[Stated problem] Please copy every one of the following records line for line, with no changes.

[Records listed in a dataset]

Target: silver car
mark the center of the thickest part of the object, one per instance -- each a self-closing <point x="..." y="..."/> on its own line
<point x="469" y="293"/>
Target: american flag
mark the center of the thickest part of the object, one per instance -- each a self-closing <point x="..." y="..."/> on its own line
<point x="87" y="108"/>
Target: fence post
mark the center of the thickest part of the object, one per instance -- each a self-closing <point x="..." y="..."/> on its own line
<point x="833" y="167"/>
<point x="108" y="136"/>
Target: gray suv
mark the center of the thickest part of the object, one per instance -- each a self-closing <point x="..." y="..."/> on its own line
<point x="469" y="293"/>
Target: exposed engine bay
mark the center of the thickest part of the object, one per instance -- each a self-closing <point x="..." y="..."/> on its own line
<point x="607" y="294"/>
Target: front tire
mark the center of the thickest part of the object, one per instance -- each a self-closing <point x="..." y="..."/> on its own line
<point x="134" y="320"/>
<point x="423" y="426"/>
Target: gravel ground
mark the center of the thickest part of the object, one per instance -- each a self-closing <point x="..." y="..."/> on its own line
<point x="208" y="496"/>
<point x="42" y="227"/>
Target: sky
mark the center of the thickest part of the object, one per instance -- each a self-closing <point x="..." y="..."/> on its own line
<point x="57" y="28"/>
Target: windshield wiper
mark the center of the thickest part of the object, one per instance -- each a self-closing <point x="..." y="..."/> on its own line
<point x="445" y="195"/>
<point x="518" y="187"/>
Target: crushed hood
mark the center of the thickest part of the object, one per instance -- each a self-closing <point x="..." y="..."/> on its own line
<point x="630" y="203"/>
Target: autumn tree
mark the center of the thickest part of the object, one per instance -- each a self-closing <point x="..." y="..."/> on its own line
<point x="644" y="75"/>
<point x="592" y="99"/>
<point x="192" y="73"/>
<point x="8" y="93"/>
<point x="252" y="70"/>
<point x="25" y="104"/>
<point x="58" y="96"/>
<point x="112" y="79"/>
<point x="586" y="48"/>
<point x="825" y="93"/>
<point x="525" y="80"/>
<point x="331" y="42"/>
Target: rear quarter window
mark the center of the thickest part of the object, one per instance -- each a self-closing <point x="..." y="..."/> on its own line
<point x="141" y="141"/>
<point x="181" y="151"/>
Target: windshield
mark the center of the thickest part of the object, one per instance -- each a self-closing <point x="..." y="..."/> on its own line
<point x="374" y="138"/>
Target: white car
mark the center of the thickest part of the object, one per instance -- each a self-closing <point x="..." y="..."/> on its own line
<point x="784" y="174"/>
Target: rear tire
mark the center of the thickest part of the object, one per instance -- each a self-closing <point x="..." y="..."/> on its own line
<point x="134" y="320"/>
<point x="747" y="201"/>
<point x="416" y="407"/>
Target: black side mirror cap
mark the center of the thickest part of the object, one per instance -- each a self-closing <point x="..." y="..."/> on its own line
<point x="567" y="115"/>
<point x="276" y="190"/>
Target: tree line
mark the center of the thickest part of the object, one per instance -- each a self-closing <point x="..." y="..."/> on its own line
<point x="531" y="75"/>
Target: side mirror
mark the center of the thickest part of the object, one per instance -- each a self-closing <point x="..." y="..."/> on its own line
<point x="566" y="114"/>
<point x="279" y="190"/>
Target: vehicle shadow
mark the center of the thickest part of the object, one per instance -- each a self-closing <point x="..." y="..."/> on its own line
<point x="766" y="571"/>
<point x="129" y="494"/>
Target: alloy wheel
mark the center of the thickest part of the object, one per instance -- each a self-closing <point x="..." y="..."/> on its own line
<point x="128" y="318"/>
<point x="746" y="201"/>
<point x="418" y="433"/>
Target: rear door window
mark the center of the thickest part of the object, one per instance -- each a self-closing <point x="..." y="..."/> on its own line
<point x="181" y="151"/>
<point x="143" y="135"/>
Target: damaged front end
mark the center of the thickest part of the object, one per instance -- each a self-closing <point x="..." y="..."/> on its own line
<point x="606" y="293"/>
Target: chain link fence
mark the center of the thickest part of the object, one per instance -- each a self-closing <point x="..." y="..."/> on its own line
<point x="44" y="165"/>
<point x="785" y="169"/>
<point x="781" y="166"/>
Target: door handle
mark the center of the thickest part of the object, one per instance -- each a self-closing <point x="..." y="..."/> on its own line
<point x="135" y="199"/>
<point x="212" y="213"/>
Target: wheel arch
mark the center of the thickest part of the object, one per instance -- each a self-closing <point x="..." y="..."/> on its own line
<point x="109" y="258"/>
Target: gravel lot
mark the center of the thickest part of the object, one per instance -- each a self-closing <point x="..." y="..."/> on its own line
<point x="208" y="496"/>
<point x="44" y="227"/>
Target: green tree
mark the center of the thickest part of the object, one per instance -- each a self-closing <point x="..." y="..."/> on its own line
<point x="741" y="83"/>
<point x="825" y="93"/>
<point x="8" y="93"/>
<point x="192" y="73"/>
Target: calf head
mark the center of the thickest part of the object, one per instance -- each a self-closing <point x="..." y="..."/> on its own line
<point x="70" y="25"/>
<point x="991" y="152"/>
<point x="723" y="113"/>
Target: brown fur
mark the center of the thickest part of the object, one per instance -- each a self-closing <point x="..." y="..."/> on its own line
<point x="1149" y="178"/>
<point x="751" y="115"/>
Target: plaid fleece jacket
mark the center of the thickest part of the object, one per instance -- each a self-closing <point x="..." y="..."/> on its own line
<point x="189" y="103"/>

[Task response]
Target: silver car
mark the center of the thickest part of the object, one per instance -- each a self-closing <point x="..." y="..."/> on its own line
<point x="469" y="293"/>
Target: american flag
mark the center of the thickest part of the object, one per instance -- each a self-closing <point x="..." y="..."/> on its own line
<point x="87" y="108"/>
Target: fence post
mark the center of the thickest part of the object, one per instance -- each a self-closing <point x="..." y="..."/> on its own line
<point x="833" y="167"/>
<point x="108" y="136"/>
Target: gray suv
mark the center of the thickest part of the object, one per instance -- each a self-closing <point x="..." y="..."/> on its own line
<point x="469" y="293"/>
Target: exposed engine bay
mark the center of the thickest part of the object, one per instance -- each a self-closing <point x="..." y="..."/> on its own line
<point x="607" y="294"/>
Target: front tire
mark the center of the thickest part of the object, one per instance -- each a self-closing <point x="..." y="..."/> on its own line
<point x="134" y="320"/>
<point x="423" y="426"/>
Target: gravel ground
mark the center of the thickest part of the object, one per instance -- each a self-closing <point x="..." y="..."/> on its own line
<point x="208" y="496"/>
<point x="42" y="227"/>
Target: sky
mark the center of the thickest part of the object, one per instance -- each a self-closing <point x="..." y="..."/> on its own line
<point x="57" y="28"/>
Target: windshield wiper
mark the center of the thickest part of the object, one per instance -- each a self-closing <point x="..." y="..."/> on its own line
<point x="445" y="195"/>
<point x="518" y="187"/>
Target: crushed hood
mark the center of the thickest part of the object, one per instance -- each a self-closing <point x="..." y="..."/> on its own line
<point x="630" y="203"/>
Target: autumn tree
mark the center of the thickest part of the object, one per instance -- each a self-closing <point x="..." y="..."/> on its own line
<point x="644" y="75"/>
<point x="592" y="99"/>
<point x="192" y="73"/>
<point x="8" y="93"/>
<point x="252" y="70"/>
<point x="25" y="104"/>
<point x="58" y="96"/>
<point x="112" y="79"/>
<point x="586" y="48"/>
<point x="825" y="93"/>
<point x="525" y="80"/>
<point x="331" y="42"/>
Target: rear quarter window
mark the center of the thickest part of the object, one per instance -- each a self-closing <point x="..." y="..."/> on its own line
<point x="141" y="141"/>
<point x="181" y="151"/>
Target: windshield
mark the center of the thickest part of the object, one per instance -- each a self-closing <point x="..." y="..."/> on its own line
<point x="374" y="138"/>
Target: white car
mark the center of the thickest part of the object, one per instance -- each a self-closing <point x="..." y="..."/> on its own line
<point x="784" y="174"/>
Target: rear tire
mark the center of the thickest part of the object, one per instance -- each a self-closing <point x="..." y="..."/> on its own line
<point x="134" y="320"/>
<point x="747" y="201"/>
<point x="416" y="407"/>
Target: black side mirror cap
mark the center of the thickest part of the object, one per instance -- each a self-closing <point x="..." y="..."/> on its own line
<point x="567" y="115"/>
<point x="276" y="190"/>
Target: tree line
mark the center of the thickest part of the object, one per instance -- each a self-closing <point x="..." y="..."/> on its own line
<point x="531" y="75"/>
Target: side mirror
mark the center of the thickest part of the object, one per instance -- each a self-closing <point x="..." y="..."/> on its own line
<point x="566" y="114"/>
<point x="279" y="190"/>
Target: vehicle shadow
mark the center of the thickest part of the object, one per instance -- each a self-closing <point x="..." y="..."/> on its own line
<point x="766" y="571"/>
<point x="129" y="494"/>
Target: alloy wheel
mark the center of the thickest part of the object, one per instance -- each a self-closing <point x="..." y="..."/> on its own line
<point x="128" y="318"/>
<point x="746" y="201"/>
<point x="418" y="433"/>
Target: rear door window
mark the center of the thickest part of the object, one per instance -- each a self-closing <point x="..." y="..."/> on its own line
<point x="181" y="151"/>
<point x="143" y="135"/>
Target: damaged front end
mark the center of the thickest part of the object, one per instance -- each a self-closing <point x="..." y="..."/> on its own line
<point x="606" y="293"/>
Target: chain link fence
mark the center of the thickest part of the object, one per instance -- each a self-closing <point x="..." y="..."/> on its own line
<point x="44" y="165"/>
<point x="785" y="169"/>
<point x="781" y="166"/>
Target: door handle
mark the center of the thickest part of the object, one per instance -- each a self-closing <point x="..." y="..."/> on its own line
<point x="135" y="199"/>
<point x="212" y="213"/>
Target: wheel arch
mark the center of the thickest part of the object, one per instance -- each a self-closing <point x="..." y="..."/> on its own line
<point x="109" y="258"/>
Target: gravel lot
mark the center of the thickest part of the object, one per instance -- each a self-closing <point x="..." y="..."/> on its own line
<point x="208" y="496"/>
<point x="44" y="227"/>
Target: green tree
mark the center of the thickest part of the object, one per instance -- each a self-closing <point x="..." y="..."/> on its own line
<point x="741" y="83"/>
<point x="825" y="93"/>
<point x="8" y="93"/>
<point x="192" y="73"/>
Target: calf head
mark the center of the thickest part of the object, one per instance -- each a self-closing <point x="..." y="..."/> on its own line
<point x="70" y="25"/>
<point x="991" y="152"/>
<point x="723" y="113"/>
Target: brown fur
mark the center of the thickest part of the object, one per instance -- each a self-closing <point x="..." y="..."/> on its own line
<point x="1149" y="178"/>
<point x="751" y="115"/>
Target: plaid fleece jacket
mark the center of the thickest part of the object, one per instance -- each a self-closing <point x="..." y="..."/> on its own line
<point x="189" y="103"/>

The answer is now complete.